PROBLEM TO SOLVE:
Continue the news article on the Federal Reserve keeping interest rates at zero, starting after its final sentence.

PAGE EXTRACT:

────────────────

The Federal Reserve left its interest rates unchanged at zero at its June policymaking meeting and maintained a cautious projection on the economy, signaling that it would keep the rates at zero at least through 2022.
Jerome Powell, the Fed chair, said at a post-meeting news conference that he projected a slow economic recovery from the pandemic could start in the second half of 2020 and last years.
“We’re not even thinking about raising rates,” Powell said to reporters. “So what we’re thinking about is providing support for this economy. We do think this is going to take some time.”
The Trump administration has pushed for more extreme stimulus measures, from monetary to fiscal policies and predicted a rapid recovery from the coronavirus. He lashed out against Powell on Twitter in March, saying the Fed had “raised rates too fast and lowered too late,” and urged the Fed to “stimulate!”
During a news briefing at the White House in April, Trump said investors “have a lot of confidence that we are doing the right thing and that our country is going to be open soon and our country is going to be booming.”
Yet, even after the Fed slashed interest rates and launched the unprecedented asset-buying program, the latest forecast still disappointed the president’s optimistic look.
The Fed has two explicit goals: to keep the long-term inflation rate stable and maximize employment. As the pandemic slashed Americans’ spending power, the inflation rate has remained well under the central bank’s 2% target. The Fed acknowledged that the “unemployment remains historically high,” despite the surprising May jobs report.

────────────────

SOURCE INFORMATION:
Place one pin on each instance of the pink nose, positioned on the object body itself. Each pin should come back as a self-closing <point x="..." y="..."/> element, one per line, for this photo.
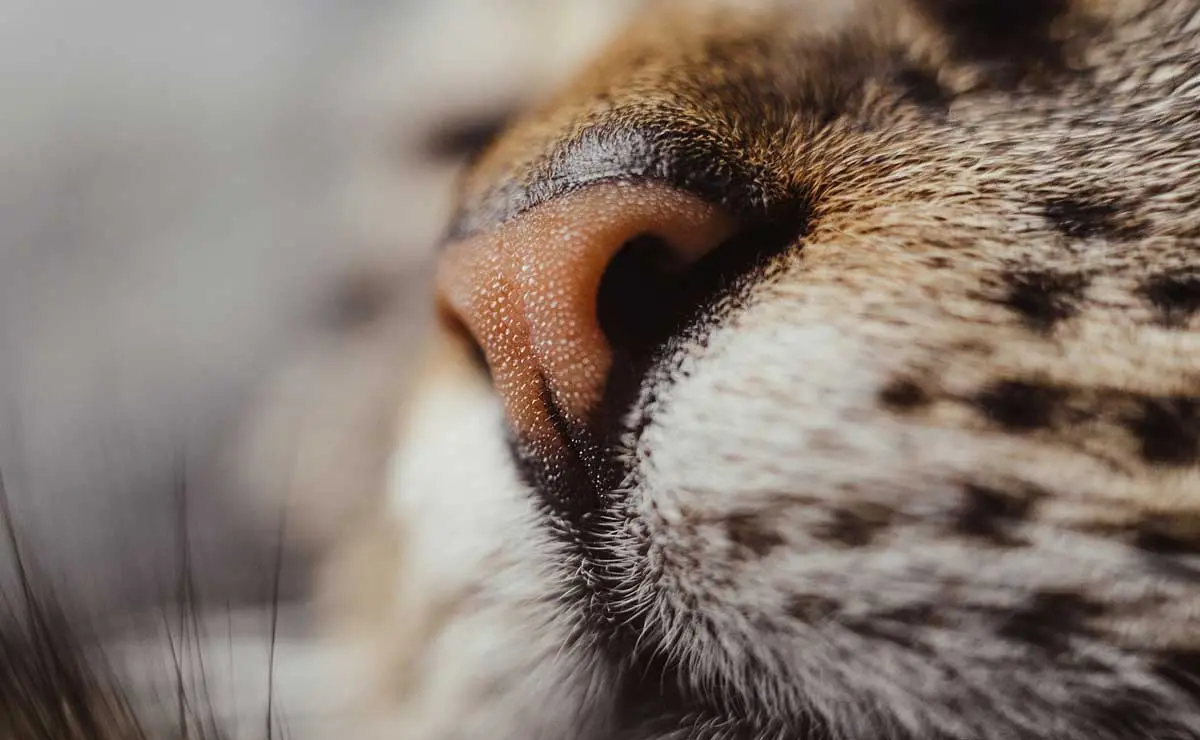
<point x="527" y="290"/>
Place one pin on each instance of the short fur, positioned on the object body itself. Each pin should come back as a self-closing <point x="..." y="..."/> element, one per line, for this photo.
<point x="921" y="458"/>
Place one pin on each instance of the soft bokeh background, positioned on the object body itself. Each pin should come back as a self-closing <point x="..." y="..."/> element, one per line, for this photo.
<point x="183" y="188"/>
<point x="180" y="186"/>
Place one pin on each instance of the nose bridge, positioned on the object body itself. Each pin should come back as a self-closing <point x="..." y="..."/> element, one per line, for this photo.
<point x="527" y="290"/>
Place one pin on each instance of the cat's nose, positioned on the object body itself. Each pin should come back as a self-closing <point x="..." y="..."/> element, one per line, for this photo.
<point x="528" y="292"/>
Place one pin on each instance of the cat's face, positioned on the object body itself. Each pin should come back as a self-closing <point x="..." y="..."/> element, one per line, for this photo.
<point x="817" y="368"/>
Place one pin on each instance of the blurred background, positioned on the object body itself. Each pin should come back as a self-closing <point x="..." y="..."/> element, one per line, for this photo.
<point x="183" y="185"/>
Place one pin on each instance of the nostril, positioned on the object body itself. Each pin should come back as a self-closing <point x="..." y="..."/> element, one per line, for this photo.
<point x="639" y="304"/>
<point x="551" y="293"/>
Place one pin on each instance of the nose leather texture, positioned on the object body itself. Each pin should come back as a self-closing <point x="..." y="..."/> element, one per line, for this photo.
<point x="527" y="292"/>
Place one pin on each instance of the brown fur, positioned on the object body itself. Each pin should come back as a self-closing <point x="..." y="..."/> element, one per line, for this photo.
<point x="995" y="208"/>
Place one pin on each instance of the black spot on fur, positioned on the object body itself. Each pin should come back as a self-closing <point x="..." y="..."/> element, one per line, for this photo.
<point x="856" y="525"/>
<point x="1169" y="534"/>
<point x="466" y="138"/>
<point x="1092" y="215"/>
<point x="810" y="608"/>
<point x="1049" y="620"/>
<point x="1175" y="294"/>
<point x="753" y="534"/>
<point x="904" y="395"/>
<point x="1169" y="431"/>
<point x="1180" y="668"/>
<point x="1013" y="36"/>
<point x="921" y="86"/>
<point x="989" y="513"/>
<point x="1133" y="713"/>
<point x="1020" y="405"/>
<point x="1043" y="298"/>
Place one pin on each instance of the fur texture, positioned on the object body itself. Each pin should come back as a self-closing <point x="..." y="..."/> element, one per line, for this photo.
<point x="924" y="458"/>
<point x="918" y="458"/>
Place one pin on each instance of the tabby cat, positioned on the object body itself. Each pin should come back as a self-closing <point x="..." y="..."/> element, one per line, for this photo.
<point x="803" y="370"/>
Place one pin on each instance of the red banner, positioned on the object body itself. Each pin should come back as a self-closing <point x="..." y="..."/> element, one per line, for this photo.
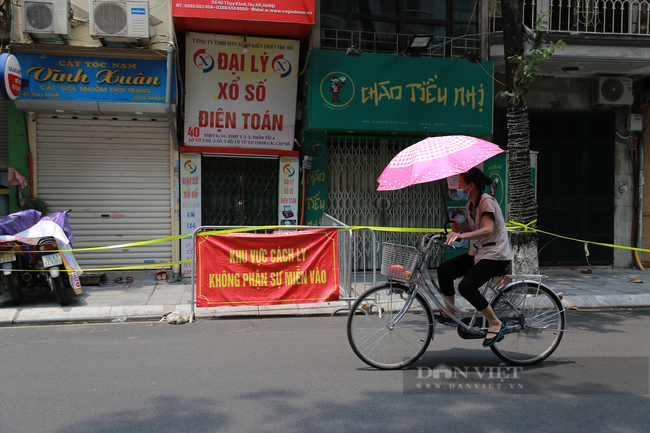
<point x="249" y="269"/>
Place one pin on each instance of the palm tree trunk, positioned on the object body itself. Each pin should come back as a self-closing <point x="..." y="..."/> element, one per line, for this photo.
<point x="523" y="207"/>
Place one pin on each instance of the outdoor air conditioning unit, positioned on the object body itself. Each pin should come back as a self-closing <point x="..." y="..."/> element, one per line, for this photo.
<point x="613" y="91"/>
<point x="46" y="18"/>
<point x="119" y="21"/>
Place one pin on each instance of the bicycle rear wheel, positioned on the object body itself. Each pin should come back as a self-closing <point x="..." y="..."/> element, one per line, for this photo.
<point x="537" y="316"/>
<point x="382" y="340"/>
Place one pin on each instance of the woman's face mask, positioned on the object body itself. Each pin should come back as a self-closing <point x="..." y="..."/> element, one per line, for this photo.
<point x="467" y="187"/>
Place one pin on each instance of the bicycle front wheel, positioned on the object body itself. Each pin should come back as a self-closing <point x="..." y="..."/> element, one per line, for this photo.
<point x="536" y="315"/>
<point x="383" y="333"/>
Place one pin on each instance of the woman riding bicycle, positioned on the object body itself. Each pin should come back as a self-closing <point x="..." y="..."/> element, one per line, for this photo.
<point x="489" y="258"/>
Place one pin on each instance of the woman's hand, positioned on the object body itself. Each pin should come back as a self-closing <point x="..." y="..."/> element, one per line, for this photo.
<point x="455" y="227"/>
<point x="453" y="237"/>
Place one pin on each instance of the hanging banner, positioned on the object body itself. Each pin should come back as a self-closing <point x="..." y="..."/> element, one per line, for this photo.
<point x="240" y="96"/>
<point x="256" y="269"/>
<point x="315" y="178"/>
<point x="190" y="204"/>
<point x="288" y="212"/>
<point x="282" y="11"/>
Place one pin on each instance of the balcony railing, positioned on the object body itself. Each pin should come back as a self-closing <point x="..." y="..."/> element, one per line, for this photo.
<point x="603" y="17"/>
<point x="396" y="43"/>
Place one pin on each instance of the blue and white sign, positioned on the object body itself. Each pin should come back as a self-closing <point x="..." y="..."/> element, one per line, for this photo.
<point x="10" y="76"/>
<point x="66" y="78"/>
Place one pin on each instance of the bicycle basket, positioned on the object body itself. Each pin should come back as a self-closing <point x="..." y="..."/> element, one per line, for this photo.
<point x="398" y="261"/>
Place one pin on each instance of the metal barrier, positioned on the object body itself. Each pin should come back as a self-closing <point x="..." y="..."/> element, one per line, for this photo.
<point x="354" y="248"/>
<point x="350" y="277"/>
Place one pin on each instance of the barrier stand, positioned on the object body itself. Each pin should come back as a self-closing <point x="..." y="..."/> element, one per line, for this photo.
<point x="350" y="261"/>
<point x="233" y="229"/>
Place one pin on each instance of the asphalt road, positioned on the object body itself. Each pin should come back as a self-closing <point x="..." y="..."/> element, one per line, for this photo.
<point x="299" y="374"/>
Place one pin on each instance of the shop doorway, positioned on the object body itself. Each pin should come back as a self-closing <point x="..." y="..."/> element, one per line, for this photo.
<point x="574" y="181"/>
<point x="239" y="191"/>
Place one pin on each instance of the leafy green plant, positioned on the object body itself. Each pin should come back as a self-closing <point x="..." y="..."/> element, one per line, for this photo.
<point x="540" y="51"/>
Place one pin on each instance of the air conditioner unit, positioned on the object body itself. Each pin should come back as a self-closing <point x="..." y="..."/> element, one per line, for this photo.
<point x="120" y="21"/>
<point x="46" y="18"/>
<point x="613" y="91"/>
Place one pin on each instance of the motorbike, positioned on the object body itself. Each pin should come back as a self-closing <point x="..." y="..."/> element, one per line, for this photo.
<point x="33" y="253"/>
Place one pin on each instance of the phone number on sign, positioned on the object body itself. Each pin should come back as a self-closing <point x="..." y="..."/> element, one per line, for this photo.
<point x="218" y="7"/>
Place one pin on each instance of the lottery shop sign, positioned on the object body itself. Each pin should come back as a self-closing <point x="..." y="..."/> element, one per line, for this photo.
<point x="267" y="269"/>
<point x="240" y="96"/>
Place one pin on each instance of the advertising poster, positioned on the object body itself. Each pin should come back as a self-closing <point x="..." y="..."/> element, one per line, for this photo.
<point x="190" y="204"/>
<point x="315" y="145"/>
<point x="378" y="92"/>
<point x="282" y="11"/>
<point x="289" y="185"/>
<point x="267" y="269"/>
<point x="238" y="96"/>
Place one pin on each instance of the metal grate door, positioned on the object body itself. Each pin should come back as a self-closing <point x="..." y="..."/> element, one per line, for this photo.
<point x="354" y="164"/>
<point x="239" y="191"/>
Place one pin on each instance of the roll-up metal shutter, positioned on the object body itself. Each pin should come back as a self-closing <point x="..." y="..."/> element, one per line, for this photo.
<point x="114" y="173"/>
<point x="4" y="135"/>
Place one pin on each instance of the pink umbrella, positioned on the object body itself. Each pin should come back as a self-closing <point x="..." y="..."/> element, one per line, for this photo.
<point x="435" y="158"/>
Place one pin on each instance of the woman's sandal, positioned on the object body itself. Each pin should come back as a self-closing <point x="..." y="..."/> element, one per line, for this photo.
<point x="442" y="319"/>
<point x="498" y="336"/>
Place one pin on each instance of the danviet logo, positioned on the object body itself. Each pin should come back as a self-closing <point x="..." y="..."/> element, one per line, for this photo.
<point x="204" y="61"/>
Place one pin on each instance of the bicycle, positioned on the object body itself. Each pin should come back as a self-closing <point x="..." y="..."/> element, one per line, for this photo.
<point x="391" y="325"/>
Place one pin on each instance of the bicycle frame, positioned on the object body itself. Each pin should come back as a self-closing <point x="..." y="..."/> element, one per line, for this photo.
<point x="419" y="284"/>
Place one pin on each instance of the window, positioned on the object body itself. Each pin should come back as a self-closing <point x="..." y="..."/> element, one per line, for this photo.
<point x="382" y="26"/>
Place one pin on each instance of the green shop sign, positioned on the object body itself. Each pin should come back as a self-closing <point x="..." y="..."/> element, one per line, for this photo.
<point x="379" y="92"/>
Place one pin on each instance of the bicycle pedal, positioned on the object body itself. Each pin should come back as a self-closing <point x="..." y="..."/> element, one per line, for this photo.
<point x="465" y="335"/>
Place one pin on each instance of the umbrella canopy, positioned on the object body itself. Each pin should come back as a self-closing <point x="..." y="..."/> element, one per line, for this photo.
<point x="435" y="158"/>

────────────────

TASK RESPONSE:
In May, the Bureau of Labor Statistics reported that the US economy added 2.5 million jobs, with the unemployment rate declining to 13.3% from April’s 14.7%. But the report included a note saying that there had been a “misclassification error,” and the overall unemployment rate could “have been about 3 percentage points higher than reported.”
American workers haven’t experienced unemployment that high since the Great Depression.
“The May employment report, of course, was a welcome surprise. Very pleased. We hope we get many more like it. But I think we have to be honest that it’s a long road,” Powell said in the press conference.
The Fed will continue to buy bonds as it continues one of its stimulus programs known as “quantitative easing.” That program increases the country’s money supply and further reduces interest rates, which in turn, can boost the economy by making it more attractive for households and businesses to borrow money. Since starting the program in March, the Fed has tapered it significantly, purchasing just $4 billion per day in Treasuries this week versus $75 billion at the peak in March.
Powell said, in the next few months, that the Fed will “gradually reduce the pace” since the ongoing purchases “have helped to restore orderly market conditions and fostered more accommodative financial conditions.”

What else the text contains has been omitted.